- [Exercise brief]: Copy each of the items below word for word, with nothing added, dropped, or changed.

- [Materials provided]:
☆ ☆ ☆ ☆

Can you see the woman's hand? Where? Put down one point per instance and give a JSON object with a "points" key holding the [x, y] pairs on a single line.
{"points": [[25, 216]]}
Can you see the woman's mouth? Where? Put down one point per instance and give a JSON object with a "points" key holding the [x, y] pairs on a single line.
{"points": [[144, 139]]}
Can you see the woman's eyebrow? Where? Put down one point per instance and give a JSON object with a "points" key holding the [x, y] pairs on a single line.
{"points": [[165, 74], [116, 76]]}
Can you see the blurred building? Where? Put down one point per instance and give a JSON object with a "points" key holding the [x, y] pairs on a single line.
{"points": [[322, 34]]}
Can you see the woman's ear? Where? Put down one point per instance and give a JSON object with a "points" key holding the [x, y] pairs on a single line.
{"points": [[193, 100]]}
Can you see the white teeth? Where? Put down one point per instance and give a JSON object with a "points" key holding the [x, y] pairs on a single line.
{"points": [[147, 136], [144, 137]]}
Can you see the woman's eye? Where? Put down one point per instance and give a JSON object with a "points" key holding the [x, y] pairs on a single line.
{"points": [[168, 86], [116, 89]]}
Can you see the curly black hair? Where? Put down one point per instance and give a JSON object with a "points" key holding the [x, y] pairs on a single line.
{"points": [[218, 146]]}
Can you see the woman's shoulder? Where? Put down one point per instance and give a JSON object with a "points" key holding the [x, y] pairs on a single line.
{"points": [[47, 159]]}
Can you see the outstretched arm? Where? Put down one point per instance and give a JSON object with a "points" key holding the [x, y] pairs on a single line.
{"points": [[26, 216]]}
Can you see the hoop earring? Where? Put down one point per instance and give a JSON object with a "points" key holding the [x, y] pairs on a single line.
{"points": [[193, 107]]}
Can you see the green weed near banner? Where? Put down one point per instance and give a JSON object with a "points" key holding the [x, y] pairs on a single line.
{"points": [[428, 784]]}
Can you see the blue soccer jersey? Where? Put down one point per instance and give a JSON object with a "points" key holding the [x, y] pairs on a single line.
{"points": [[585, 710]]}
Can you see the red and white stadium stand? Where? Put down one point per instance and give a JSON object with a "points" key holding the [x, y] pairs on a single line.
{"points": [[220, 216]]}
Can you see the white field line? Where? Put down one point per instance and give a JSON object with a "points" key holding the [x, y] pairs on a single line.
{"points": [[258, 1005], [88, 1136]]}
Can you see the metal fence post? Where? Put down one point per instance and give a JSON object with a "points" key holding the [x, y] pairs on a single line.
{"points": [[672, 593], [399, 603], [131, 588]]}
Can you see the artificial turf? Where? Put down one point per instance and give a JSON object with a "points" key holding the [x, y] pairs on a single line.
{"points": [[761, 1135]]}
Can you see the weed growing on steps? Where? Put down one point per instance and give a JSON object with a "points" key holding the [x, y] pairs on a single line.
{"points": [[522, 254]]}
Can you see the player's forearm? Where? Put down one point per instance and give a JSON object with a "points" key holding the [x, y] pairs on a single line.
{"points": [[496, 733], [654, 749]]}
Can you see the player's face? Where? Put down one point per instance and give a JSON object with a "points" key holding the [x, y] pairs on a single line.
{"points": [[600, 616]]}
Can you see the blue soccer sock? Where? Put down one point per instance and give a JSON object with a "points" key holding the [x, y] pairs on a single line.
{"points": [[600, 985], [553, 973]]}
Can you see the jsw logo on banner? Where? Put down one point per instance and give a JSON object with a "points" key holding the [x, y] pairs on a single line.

☆ ☆ ☆ ☆

- [In response]:
Can you see the woman's hand? Where? Put down one point per instance and give a JSON object with a "points" key holding the [x, y] pairs on a single line.
{"points": [[25, 216]]}
Can you see the woman's mouth? Where? Put down one point per instance and give a JSON object with a "points" key holding the [x, y] pairs on a single line.
{"points": [[144, 139]]}
Can you see the woman's eyebrow? Where? Put down one point per instance and give a JSON object with a "points" key holding the [x, y] pairs on a single line.
{"points": [[165, 74], [116, 76]]}
Can you see the blurred building? Where? Put down one point per instance and give a JSON object with a "points" key holding the [x, y] pairs on a single line.
{"points": [[322, 34]]}
Can you see the woman's ear? Where? Put down one point per instance and give a JSON object with a "points" key holding the [x, y] pairs on a single line.
{"points": [[193, 100]]}
Can you see the white teeth? Where? Put down one point per instance and give a JSON object with a "points" key holding the [x, y] pairs on a single line.
{"points": [[147, 136], [144, 137]]}
Can you see the woman's eye? Where? Put down one point per instance and give a JSON object with a "points" key holding the [x, y] pairs on a single line.
{"points": [[168, 86], [116, 89]]}
Can you see the curly black hair? Where? Put down one point per instance and give a JSON object with a "points" key holding the [x, y] pairs on a single line.
{"points": [[218, 146]]}
Can you see the woman's shoulder? Where? Put down one point per instance and give a JSON object with a "points" key holding the [x, y] pairs on a single line.
{"points": [[47, 159]]}
Can you see the outstretched arm? Where? Put down one point per instance and give a JSON object with a "points" key holding the [x, y] pairs on a single line.
{"points": [[26, 216]]}
Can you see the hoop earring? Where? Put down one point per instance and give a JSON object with a "points" key holding the [x, y] pairs on a single line.
{"points": [[193, 107]]}
Can you see the green weed near banner? Where? Put down one point per instance and give a JSON object with a "points" key holding the [x, y] pairs on a single line.
{"points": [[428, 784]]}
Can you see the blue soccer jersey? Where? Put down one point per instance and give a JSON object with a "points" key holding the [x, y] pairs on a single line.
{"points": [[585, 710]]}
Can you see the red and white stadium stand? Where? Put down one point per instance and give a JSON object with a "points" key holding the [x, y] pairs on a single line.
{"points": [[220, 216]]}
Can you see the white field line? Where? Put down one point per instance and give a JSON object with a "points" key holding the [x, y] pairs on a single line.
{"points": [[258, 1005], [88, 1136]]}
Can you see the metal fence post? Where? Put down one point per instance and give a JSON object with a "points" key holding the [x, y] pairs on a single line.
{"points": [[672, 593], [399, 603], [131, 588]]}
Can you see the artificial turf? Where? Put down one point per instance and give a JSON object with a "points" key holding the [x, y] pairs on a single line.
{"points": [[761, 1135]]}
Can you see the weed growing on steps? Where? Put down one point per instance and give a JSON object with a "points" key holding the [x, y] pairs on a single line.
{"points": [[522, 254]]}
Can you see the player's forearm? Where? Put down one point per instance and give a JSON object with a "points" key holding the [x, y] pairs on a single line.
{"points": [[496, 733], [654, 749]]}
Can you see the player's face? Where? Put down one point per instance and give a JSON object with a "points" key holding the [x, y] pairs on a single line.
{"points": [[600, 616]]}
Can you see the blue soccer sock? Where? Put down one point per instance and give a JSON object with a "points" key holding the [x, y] pairs on a single line.
{"points": [[600, 985], [553, 973]]}
Can you see the jsw logo on banner? Where? Put down one point per instance and give a JSON object with a "points" key holding the [x, y] pairs on a single line.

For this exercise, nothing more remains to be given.